(Labeled-object pointing entries)
________________________

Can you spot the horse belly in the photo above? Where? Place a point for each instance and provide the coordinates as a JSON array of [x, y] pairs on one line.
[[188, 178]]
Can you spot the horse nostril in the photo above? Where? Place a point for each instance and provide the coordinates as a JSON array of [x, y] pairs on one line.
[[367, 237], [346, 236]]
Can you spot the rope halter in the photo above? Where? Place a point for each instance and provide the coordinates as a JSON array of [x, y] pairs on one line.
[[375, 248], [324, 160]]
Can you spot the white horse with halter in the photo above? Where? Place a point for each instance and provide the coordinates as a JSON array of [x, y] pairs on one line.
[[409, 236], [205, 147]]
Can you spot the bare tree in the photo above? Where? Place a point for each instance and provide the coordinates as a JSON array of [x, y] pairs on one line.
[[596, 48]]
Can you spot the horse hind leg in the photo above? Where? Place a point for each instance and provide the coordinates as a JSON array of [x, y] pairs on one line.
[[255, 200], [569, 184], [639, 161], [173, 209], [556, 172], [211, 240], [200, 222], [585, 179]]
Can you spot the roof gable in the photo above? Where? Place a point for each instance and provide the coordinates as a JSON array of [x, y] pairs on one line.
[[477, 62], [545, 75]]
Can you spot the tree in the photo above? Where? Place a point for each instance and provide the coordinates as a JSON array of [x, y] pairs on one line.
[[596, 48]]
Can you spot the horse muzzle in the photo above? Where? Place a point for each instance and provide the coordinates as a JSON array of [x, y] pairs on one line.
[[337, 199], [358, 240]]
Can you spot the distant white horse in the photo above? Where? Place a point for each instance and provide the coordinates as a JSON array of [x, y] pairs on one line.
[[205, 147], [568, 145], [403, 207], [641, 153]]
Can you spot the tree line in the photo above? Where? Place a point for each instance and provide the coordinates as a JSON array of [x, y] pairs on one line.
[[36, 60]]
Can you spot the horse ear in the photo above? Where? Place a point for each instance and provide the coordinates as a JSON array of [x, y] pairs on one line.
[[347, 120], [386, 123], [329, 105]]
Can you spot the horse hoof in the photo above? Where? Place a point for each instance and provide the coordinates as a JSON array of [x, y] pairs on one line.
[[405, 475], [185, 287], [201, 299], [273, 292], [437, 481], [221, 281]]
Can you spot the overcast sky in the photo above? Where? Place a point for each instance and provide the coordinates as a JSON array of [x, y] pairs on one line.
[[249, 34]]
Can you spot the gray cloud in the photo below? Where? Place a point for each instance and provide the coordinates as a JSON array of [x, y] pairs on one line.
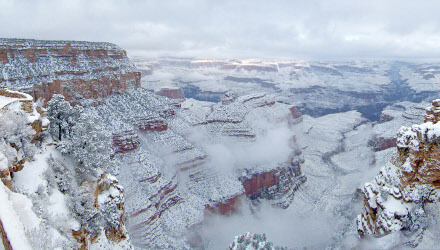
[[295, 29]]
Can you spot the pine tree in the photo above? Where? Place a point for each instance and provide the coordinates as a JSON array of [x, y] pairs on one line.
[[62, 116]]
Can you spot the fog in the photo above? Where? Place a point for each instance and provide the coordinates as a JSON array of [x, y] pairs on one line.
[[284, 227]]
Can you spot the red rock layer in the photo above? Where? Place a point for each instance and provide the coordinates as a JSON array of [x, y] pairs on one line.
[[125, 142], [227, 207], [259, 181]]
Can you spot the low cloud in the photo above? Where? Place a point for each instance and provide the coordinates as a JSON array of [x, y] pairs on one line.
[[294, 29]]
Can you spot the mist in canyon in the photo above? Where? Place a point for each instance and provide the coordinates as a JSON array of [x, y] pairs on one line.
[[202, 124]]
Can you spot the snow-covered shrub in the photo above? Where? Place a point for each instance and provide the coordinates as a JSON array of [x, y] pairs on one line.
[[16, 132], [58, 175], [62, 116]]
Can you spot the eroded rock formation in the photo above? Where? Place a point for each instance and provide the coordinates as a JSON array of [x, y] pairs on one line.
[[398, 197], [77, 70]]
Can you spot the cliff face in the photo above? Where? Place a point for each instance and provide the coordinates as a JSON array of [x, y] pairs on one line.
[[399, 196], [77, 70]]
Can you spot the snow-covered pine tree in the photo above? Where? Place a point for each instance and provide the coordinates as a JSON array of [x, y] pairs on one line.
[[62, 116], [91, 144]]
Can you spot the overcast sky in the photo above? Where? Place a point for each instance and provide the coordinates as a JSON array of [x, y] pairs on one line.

________________________

**What needs to be done:** Rewrite all of the entries above, putting "Mark a point" wherever "Place a point" appears and keeping everything else the same. Leave out the pictures.

**Result of the exercise:**
Can you spot the horse belly in the photo above? Where? Mark a point for each instance and provide the coordinates as a JSON array of [x, y] pairs on one line.
[[188, 178]]
Can you spot the horse nostril in the photo above? Where? Mark a point for each instance and provide the coordinates as a JSON array of [x, y] pairs on one line.
[[367, 237], [346, 236]]
Can you spot the rope halter in the photo above? Where? Mark a point for each instance and provide the coordinates as a JSON array of [x, y] pairs on one line.
[[375, 248], [324, 160]]
Can you spot the white horse with halter in the photo above? Where? Mark a point for each instance and provide the coordinates as a JSON array of [x, y] pairs on one line.
[[409, 236], [205, 147]]
Can you spot the bare tree in the photo above? Where? Mark a point for each instance and provide the coordinates as a JSON array of [x, y] pairs on one line.
[[596, 48]]
Can you spot the horse hind leg in the photo above? Where? Mark a point for each instance and provide the coordinates as a JSON array of [x, y] pairs on one line.
[[255, 200], [569, 184], [639, 161], [173, 209], [556, 172], [211, 240], [200, 222], [585, 179]]
Can you spot the roof gable in the photo above? Where? Mark a point for each instance and provide the coordinates as a JSON array of [x, y] pairs on one line.
[[477, 62], [545, 75]]
Can you spot the tree in the photo above? Where? Mark a point for each instance and provide the coordinates as a JSON array of [x, y] pairs on one line.
[[596, 48]]
Can you spot the horse muzzle in the photo above? Where? Mark a point for each instance and provide the coordinates as a JSON array of [x, y] pairs on one line.
[[337, 199], [358, 240]]
Can you spot the distant white horse in the photo above? Where? Mark a point for each instance and provide the coordinates as a JSON array of [x, y] pairs on one line.
[[205, 147], [568, 145], [403, 207], [641, 153]]
Can you spot the tree line in the photo above? Where? Mark a point for each instance and provide the coordinates as a JSON array of [x, y] pairs on one line.
[[36, 60]]
Can you spot the horse ear in the photo above? Where? Mark a point for each instance and provide the coordinates as a JSON array of [x, y] pairs on one line.
[[347, 120], [386, 123], [329, 105]]
Can you spot the horse hoof in the photo above? Where? Mark a point for each instance and provide the coordinates as a JSON array of [x, y] pairs on one line.
[[405, 475], [185, 287], [201, 299], [273, 292], [437, 481], [221, 281]]
Can you spot the overcast sky in the photo above? Where? Mark a point for each instance and provide the coordinates as a JSON array of [x, y] pairs on one line.
[[249, 34]]
Can you spot the gray cloud in the photo below? Where? Mark a point for each instance and provide the coordinates as a JSON array of [x, y] pairs on one line.
[[295, 29]]
Can you spot the pine tree in the photo above? Where? Mark a point for each instance and provide the coordinates as a JSON array of [x, y] pairs on one line.
[[62, 116]]
Can you spot the fog in the photo above? Where? Mark a point for each instance and provide the coordinates as a JSON array of [x, y] pairs on one line.
[[284, 227]]
Can you spot the red rock layer in the photo above? Where? Mark a point for each instance and provide the coordinates as a JSON array of [x, y] pairs on one line.
[[125, 142], [227, 207], [259, 181]]
Can you spot the low cloud in the photo above? Where? Mark a point for each instance and provide the coordinates as a JSON array of [x, y] pairs on one line.
[[294, 29]]
Can you spot the mist in canyon in the photo above? Where? Mark a point for each instance and provide the coordinates as a JSON array of [x, y] pairs on one line.
[[202, 124]]
Can you spot the snow-covered shrub in the photo above? Where? Mark a point for each instance and provide the coordinates as a JSON array of [x, y] pairs on one line.
[[16, 132], [58, 175], [62, 116]]
Can you spot the eroded rock formation in the photo above? Where? Mark a point for each instance and provide the coordinates as a JSON array of [x, y] pairs on one line.
[[398, 197], [77, 70]]
Can you spot the cliff face in the photo above? Where? Mark a point for each instance and provide the coordinates as a JSON array of [x, y] pairs on one line.
[[399, 196], [77, 70]]
Can you spot the snow-covered pine tree in the photo above? Where? Mark a point for each instance and provide the coordinates as a JSON array of [x, y] pairs on one line.
[[62, 116], [91, 144]]
Can you spot the overcast sky in the photo above? Where? Mark a point for each instance and provide the coordinates as a JSON array of [x, y] pairs on one line.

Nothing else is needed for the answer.